Location identification entries:
** START **

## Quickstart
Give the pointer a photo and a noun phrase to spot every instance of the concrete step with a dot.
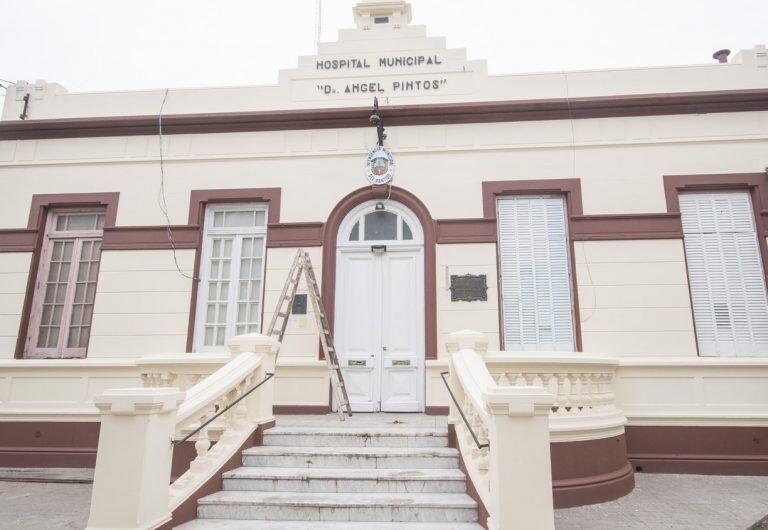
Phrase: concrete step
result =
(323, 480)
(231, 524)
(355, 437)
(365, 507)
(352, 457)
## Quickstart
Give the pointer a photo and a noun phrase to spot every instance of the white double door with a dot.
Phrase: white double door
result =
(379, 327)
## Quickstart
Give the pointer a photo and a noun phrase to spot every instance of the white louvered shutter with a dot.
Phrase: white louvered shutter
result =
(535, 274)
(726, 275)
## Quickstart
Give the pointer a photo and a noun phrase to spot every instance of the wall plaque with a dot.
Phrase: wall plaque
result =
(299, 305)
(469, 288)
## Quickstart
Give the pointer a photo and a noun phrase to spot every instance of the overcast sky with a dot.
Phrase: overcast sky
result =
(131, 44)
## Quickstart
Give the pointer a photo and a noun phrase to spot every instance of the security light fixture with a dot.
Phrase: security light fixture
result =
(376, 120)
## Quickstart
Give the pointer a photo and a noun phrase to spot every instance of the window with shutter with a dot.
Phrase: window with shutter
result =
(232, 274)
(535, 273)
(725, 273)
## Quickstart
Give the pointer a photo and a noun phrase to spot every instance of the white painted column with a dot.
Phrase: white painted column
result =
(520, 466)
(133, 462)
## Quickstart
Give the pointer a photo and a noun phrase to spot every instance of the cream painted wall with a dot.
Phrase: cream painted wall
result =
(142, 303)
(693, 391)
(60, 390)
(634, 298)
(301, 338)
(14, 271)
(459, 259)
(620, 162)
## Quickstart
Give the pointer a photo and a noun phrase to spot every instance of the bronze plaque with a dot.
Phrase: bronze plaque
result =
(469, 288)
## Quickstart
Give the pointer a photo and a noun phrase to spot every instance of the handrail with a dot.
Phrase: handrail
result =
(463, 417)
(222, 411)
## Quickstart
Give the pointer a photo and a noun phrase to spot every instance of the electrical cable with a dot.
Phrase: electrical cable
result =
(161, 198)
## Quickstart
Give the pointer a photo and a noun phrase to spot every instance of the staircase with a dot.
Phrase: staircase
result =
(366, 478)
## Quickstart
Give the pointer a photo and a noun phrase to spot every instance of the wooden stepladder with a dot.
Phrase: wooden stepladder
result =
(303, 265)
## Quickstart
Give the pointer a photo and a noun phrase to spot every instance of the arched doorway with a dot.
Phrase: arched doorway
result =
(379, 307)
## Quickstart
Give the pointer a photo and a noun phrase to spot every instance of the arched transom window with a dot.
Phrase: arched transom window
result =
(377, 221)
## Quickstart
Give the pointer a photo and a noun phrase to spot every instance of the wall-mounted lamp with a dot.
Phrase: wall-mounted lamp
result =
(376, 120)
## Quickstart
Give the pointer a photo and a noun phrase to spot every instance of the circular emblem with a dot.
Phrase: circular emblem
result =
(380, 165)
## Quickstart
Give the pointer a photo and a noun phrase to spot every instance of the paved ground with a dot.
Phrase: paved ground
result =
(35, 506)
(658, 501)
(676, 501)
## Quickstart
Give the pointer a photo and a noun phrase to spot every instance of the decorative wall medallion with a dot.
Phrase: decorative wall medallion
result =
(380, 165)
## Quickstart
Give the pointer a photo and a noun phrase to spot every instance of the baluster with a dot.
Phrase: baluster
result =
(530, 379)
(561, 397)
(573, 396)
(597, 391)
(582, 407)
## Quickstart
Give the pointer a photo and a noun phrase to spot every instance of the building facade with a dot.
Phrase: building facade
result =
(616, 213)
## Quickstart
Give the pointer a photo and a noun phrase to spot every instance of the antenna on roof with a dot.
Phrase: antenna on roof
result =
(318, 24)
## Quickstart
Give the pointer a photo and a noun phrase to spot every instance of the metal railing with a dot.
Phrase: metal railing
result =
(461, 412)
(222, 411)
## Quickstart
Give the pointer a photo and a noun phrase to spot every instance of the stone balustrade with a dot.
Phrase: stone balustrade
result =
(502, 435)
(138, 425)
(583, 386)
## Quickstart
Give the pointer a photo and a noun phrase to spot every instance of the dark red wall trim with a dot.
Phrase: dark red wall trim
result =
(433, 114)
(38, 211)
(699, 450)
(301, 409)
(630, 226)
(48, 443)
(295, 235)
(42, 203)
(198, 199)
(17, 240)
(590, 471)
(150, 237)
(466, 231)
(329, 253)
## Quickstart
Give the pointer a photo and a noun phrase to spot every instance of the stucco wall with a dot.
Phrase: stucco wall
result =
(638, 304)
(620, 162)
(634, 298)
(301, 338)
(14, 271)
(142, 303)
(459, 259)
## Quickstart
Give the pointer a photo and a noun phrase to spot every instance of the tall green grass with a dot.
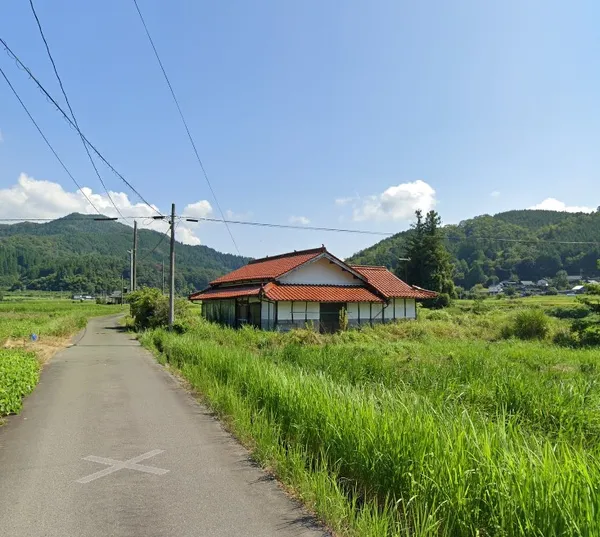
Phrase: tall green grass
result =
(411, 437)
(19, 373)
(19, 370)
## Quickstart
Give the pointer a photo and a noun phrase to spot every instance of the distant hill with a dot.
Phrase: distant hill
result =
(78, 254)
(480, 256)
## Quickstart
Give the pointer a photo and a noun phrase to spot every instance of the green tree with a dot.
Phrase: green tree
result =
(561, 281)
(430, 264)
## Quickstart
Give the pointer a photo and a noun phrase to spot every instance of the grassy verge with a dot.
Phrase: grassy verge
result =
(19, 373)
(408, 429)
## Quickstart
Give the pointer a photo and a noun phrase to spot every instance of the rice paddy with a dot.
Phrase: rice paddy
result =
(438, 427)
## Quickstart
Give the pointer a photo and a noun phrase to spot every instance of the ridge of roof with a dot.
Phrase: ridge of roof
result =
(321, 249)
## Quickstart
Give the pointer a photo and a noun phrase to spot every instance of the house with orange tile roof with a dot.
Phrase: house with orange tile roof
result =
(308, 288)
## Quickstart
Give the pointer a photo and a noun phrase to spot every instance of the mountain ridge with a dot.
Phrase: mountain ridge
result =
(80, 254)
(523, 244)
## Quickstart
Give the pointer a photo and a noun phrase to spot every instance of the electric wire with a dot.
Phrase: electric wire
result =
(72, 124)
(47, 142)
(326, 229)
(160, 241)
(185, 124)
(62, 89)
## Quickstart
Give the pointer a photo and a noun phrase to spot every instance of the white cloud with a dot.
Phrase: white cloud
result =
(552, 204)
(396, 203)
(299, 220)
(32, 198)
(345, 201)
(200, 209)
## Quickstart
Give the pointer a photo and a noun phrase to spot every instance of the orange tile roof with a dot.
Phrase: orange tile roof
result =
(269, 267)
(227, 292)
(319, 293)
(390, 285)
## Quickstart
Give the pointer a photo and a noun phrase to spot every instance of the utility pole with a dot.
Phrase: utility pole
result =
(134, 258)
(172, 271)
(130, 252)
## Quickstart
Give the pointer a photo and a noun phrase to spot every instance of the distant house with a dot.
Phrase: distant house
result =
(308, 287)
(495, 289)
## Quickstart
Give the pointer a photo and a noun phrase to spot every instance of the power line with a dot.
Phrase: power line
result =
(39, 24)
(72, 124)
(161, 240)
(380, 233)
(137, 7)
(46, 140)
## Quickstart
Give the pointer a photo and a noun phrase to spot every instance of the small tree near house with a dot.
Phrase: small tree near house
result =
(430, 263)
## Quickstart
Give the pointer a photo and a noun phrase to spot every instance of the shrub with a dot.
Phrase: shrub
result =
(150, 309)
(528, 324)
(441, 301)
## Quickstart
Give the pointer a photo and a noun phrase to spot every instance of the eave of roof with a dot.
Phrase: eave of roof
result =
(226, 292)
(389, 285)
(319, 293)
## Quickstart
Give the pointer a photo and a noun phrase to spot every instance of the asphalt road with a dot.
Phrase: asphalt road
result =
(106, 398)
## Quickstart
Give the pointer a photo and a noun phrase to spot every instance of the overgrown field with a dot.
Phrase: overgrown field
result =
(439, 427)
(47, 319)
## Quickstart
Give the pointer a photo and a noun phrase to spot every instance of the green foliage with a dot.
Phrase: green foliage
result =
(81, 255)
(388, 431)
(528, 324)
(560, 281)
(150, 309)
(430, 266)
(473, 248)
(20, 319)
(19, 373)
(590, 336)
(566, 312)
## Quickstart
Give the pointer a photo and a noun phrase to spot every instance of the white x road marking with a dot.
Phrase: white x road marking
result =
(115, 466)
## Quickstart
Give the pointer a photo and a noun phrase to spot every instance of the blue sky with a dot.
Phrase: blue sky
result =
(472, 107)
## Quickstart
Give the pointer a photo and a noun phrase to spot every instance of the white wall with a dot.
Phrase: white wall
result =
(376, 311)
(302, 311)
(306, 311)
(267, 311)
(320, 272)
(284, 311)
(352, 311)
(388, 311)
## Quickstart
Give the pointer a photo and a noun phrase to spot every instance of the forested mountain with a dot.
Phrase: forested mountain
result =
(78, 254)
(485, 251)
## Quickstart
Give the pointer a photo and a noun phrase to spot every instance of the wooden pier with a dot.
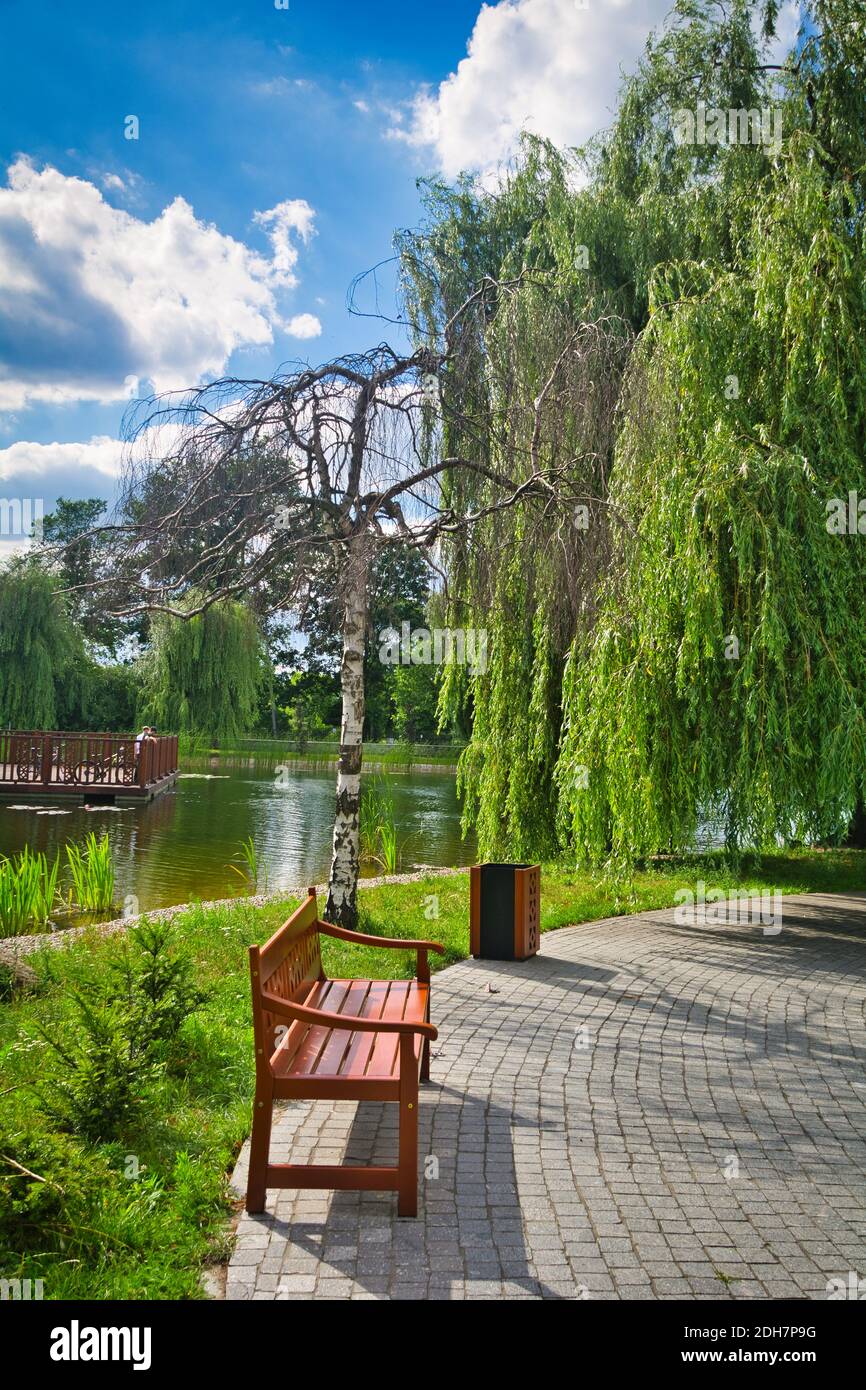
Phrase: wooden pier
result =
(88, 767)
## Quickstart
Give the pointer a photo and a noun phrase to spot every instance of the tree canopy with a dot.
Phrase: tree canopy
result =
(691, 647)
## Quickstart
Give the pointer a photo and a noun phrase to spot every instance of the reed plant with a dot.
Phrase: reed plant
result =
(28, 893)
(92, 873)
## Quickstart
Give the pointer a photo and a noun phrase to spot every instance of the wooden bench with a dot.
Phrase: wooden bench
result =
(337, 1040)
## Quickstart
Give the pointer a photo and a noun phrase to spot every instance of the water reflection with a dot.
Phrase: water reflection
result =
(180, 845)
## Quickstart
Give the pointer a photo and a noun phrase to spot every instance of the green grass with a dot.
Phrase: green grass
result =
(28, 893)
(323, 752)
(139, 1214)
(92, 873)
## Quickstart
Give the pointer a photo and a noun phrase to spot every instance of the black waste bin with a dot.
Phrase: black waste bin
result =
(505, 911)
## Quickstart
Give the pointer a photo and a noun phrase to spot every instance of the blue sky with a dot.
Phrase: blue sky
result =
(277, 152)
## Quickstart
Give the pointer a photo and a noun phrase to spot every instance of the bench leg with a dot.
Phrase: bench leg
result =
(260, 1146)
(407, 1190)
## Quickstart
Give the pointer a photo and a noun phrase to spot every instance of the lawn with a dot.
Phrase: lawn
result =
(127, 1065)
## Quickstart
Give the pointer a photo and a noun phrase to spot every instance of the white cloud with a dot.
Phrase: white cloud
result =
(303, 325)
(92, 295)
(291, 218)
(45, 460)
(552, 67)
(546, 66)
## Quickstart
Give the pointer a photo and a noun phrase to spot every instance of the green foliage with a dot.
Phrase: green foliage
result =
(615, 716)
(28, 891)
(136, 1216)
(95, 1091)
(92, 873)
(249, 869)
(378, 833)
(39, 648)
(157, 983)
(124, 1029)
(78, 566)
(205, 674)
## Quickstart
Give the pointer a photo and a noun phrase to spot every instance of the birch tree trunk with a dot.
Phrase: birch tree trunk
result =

** END **

§ **AIM OF THE EXERCISE**
List every line in the material above that contains the string "baluster", treating uppercase and lowercase letters as different.

§ **ANSWER TO THE PROBLEM**
Give the pointer a photo and a noun phrase to spot every instance of the baluster with a dot.
Phrase: baluster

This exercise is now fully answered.